▶ _Selected text_:
== Segment start ==

Dive Brief:
- BioMarin Pharmaceutical on Wednesday said it plans to seek a review of a patent board ruling it lost to Sarepta Therapeutics earlier this week, extending a legal battle over Sarepta's formulations for its drugs to treat Duchenne muscular dystrophy (DMD).
- Cambridge, MA-based Sarepta, which just won approval of its DMD drug eteplirsen on Monday, announced Wednesday that the U.S. Patent Trial and Appeal Board (PTAB) had ruled in its favor over two composition of matter patents for exon 51- and exon 53-skipping treatment methods.
- BioMarin was one of several drugmakers whose proposed DMD medications were rejected by the Food and Drug Administration this year. Appeal of the patent rulings are a last attempt to claim Sarepta's eteplirsen infringes on BioMarin intellectual property.
Dive Insight:
Emotions may still be raw for BioMarin after the FDA passed over its DMD drug Kyndrisa despite support from by families whose kids are impacted by the disease, which is often fatal. DMD affects an estimated one in every 3,500 to 5,000 boys born worldwide.

== Segment end ==

▶ _Exercise requirements_:
[1] What DMD drug did Sarepta win approval for on Monday, according to the brief?
[2] Summarize the brief in two sentences.
[3] Which companies and government bodies does the brief name?
Rely only on the brief when you answer.

▶ _Study material_:

== Segment start ==

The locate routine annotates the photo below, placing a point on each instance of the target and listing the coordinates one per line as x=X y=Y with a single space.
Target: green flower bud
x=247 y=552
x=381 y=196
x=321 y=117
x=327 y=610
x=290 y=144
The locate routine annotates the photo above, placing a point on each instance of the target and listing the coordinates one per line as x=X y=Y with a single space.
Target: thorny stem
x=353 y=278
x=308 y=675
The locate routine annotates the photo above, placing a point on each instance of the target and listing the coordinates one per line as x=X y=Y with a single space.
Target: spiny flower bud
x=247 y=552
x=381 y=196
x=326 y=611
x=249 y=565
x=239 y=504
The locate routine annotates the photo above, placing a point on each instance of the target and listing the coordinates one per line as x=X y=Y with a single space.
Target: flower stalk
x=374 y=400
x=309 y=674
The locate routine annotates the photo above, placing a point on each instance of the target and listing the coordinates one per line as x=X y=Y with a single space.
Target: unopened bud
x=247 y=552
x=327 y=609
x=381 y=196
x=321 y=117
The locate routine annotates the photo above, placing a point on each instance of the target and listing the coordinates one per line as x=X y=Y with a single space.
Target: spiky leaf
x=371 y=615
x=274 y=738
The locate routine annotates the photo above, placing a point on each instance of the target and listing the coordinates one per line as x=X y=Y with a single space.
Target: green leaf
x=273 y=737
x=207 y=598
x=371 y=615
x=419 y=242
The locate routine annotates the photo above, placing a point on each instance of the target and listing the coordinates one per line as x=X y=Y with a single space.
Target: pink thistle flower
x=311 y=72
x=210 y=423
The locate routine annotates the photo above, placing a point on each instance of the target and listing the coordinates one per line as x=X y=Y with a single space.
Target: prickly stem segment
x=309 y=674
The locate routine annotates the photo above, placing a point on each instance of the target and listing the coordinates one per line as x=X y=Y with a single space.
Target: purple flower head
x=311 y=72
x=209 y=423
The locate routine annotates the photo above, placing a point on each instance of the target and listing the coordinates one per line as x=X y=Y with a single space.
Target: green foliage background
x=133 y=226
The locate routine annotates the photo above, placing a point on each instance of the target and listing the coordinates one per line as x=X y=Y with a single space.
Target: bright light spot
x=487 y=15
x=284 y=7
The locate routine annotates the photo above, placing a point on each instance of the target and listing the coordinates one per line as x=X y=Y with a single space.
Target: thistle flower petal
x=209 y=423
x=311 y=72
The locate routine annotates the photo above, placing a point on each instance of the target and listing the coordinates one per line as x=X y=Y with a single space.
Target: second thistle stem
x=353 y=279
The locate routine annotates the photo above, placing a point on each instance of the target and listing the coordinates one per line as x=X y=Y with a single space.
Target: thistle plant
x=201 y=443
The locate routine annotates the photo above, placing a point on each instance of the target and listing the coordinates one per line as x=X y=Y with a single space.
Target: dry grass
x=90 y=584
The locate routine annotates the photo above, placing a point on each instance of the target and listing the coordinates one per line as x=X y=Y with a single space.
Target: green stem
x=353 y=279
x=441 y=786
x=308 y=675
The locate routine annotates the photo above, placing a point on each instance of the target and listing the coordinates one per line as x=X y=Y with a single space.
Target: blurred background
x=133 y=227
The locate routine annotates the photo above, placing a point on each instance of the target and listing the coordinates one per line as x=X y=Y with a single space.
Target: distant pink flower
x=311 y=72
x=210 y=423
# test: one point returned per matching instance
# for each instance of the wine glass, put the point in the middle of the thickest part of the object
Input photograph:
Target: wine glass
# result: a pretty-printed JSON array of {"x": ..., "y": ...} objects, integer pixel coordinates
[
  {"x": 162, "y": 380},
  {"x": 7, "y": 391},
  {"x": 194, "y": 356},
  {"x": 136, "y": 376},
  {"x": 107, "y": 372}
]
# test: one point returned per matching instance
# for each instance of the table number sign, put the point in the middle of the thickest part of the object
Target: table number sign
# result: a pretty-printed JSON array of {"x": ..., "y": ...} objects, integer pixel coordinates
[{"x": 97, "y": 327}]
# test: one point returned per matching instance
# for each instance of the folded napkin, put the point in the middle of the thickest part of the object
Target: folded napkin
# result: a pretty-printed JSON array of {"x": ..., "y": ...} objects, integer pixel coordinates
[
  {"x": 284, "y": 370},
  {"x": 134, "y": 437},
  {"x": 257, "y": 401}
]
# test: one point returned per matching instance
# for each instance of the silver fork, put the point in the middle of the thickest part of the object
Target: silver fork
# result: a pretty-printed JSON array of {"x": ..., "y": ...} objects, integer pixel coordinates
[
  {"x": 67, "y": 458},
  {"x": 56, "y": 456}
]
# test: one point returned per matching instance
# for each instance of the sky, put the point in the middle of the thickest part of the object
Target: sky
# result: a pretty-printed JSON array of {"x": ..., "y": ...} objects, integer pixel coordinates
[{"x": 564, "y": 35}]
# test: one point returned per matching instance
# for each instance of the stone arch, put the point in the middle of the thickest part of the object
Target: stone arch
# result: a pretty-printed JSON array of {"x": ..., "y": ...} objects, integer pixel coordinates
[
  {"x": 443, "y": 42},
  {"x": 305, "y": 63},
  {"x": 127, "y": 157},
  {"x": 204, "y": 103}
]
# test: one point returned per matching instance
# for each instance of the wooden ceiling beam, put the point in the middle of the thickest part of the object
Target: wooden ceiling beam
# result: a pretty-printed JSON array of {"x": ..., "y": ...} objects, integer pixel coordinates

== Segment end ==

▶ _Responses to the exercise_:
[1] Eteplirsen.

[2] BioMarin Pharmaceutical plans to seek a review of a U.S. Patent Trial and Appeal Board ruling that went in favor of Sarepta Therapeutics over two composition of matter patents for exon 51- and exon 53-skipping treatment methods. The appeal is BioMarin's last attempt to claim that Sarepta's newly approved Duchenne muscular dystrophy drug eteplirsen infringes on BioMarin's intellectual property, after the FDA passed over BioMarin's own DMD drug, Kyndrisa.

[3]
- BioMarin Pharmaceutical
- Sarepta Therapeutics
- U.S. Patent Trial and Appeal Board (PTAB)
- Food and Drug Administration (FDA)